» CONSEGNE
1 - In una o due frasi, spiega perché, secondo il brano proposto, l'Ufficio federale della cultura sostiene la decisione della Fondazione Processioni Storiche di Mendrisio.
2 - Nel brano proposto, quale ufficio federale assicura la salvaguardia del patrimonio culturale e naturale insieme all'Ufficio federale della cultura?
3 - Riassumi il brano proposto in due frasi.

» BRANO PROPOSTO
-------
Tra le due cose ci sarà un legame? Ci siamo chiesti. Una domanda che abbiamo posto direttamente alla Commissione Svizzera per l’UNESCO, così come all’Ufficio federale della cultura. La prima favorisce il coordinamento degli attori coinvolti nell’ambito del patrimonio mondiale; il secondo, insieme all’Ufficio federale dell’ambiente, assicura la salvaguardia del patrimonio culturale e naturale. Ci hanno risposto congiuntamente: «L’Ufficio federale della cultura, responsabile del monitoraggio dello sviluppo delle tradizioni elencate, comprende e sostiene la decisione della Fondazione Processioni Storiche di Mendrisio. Uno dei compiti e delle responsabilità dei responsabili delle tradizioni è quello di farle evolvere costantemente, in particolare per quanto riguarda le trasformazioni del contesto sociale. La Commissione svizzera per l’UNESCO ci ha informato che condivide questo punto di vista».
-------
» ELENCO ESTRATTO
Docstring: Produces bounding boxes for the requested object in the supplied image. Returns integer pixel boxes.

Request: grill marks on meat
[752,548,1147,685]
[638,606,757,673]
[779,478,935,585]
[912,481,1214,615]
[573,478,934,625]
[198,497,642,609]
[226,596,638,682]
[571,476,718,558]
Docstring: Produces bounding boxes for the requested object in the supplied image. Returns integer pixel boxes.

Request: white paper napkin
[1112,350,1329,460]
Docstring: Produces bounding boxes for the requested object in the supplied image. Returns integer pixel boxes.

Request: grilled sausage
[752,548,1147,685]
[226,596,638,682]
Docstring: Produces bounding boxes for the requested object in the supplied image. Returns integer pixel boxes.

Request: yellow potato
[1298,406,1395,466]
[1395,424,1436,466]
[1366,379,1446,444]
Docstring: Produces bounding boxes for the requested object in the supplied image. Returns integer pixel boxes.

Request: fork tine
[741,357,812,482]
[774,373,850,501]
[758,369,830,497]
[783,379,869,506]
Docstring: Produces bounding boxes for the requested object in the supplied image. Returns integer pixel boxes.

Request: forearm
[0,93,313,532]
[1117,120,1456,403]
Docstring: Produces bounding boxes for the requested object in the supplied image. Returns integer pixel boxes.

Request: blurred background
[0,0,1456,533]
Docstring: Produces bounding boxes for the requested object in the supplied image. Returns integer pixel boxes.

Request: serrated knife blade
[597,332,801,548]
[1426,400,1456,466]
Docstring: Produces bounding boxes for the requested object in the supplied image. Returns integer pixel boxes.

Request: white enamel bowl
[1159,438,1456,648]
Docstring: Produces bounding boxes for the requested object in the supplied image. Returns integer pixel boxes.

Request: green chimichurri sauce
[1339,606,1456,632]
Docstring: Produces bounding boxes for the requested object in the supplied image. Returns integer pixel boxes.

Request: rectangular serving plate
-------
» RISPOSTE
1 - L'Ufficio federale della cultura la sostiene perché uno dei compiti dei responsabili delle tradizioni è farle evolvere costantemente, in particolare rispetto alle trasformazioni del contesto sociale.

2 - L'Ufficio federale dell'ambiente.

3 - Gli autori hanno posto una domanda sul legame tra due cose alla Commissione Svizzera per l'UNESCO e all'Ufficio federale della cultura. Nella risposta congiunta, l'Ufficio federale della cultura afferma di comprendere e sostenere la decisione della Fondazione Processioni Storiche di Mendrisio, perché le tradizioni vanno fatte evolvere costantemente, e la Commissione condivide questo punto di vista.